Work to be completed: Continue the post about flaxseeds from its last sentence, which introduces flaxseed crackers.

Supplied passage:
=== Begin Enclosure ===

Tuesday, May 12, 2009

The trouble with flaxseeds and how to find a way to love them

By now I’m sure you have heard it numerous times: we should all eat more flaxseeds. They regularly are featured in the top ten lists of foods to include in a healthy diet.Their healing properties curing everything from constipation, arthritis, cramps, skin problems, heart disease and many other ailments are widely proclaimed. They are the single richest source of the ever elusive Omega 3s, contain lignans which function as antioxidants and also provide us with 60 other essential nutrients. However, the trouble is - they taste absolutely awful. When you chew flaxseeds they become somewhat mucusey and their overall taste is nothing to write home about.
Flaxseed oil is not too bad tasting - a bit nutty maybe, but if you want the full benefit of what flaxseeds have to offer you, the actual seeds are the only way to go. Ground up in a coffee grinder and sprinkled over oatmeal, granola or salad works quite well but is a bit boring. The absolute ultimate flaxseed recipe I have come across can be found in the Raw Food cuisine: Flaxseed crackers.

=== End Enclosure ===

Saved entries

=== Begin Enclosure ===

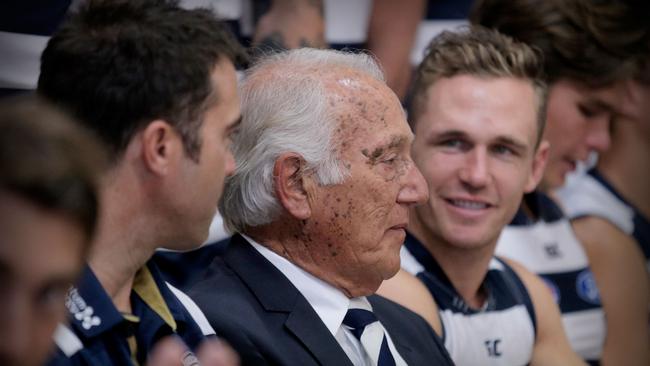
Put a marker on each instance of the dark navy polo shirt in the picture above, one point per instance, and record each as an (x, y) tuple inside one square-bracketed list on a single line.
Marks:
[(98, 332)]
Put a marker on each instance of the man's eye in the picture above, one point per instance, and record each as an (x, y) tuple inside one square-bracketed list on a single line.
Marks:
[(503, 150), (453, 144)]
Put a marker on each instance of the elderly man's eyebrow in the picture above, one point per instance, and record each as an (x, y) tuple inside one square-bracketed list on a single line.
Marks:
[(395, 143)]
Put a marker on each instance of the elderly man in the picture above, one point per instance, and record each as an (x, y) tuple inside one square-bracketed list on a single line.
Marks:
[(320, 198), (158, 85)]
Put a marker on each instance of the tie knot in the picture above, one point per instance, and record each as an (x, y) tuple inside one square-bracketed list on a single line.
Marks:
[(358, 319)]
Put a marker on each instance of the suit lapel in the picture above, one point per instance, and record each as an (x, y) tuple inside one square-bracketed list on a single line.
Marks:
[(277, 294), (310, 330)]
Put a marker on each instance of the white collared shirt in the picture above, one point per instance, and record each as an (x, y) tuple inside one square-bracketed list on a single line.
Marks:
[(329, 303)]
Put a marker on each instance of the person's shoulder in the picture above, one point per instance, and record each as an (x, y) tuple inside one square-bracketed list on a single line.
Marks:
[(410, 330)]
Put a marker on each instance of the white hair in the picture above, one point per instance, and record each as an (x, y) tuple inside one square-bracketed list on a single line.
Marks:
[(285, 108)]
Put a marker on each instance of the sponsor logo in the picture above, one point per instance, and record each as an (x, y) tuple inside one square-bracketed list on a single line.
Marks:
[(81, 311), (492, 346), (586, 287), (552, 250)]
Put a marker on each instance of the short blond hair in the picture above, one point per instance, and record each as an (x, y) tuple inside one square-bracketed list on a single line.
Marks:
[(481, 52)]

=== End Enclosure ===

Exercise response:
A lot of crackers claim to have flax seeds in them - which is usually in a forgettable amount and at that point absolutely useless since it has been toasted, baked or fried to high heaven, but RAW flax seed crackers keep the omegas and all the other nutrients intact and make an absolutely delicious powerhouse of a cracker.

They are featured in many raw food books and I have tried many different recipes but I think the simplest crackers - with just three! ingredients are the best.
The technique sounds a but complicated at first but once you have the hang of it you can whip up a two week supply in 15 minutes, which is the crackers other great feature -unlike other raw food concoctions these keep really well.

Raw Flax Seed Crackers:

You will need:

3 cups flaxseeds
½ cup sun dried tomatoes - soaked in hot water to soften - about 10 minutes
1½ tablespoons nama shoyu - or soy sauce - low sodium is fine I use the wheat free version

1. Grind about ¾ of your flaxseeds in a blender. They grind up very easily and a couple of pulses should do.

2. Empty your ground seeds into a bowl and mix in the un-ground seeds.

3. Blend the softened sun dried tomatoes - add a little of the soaking water and reserve the rest of the soaking water.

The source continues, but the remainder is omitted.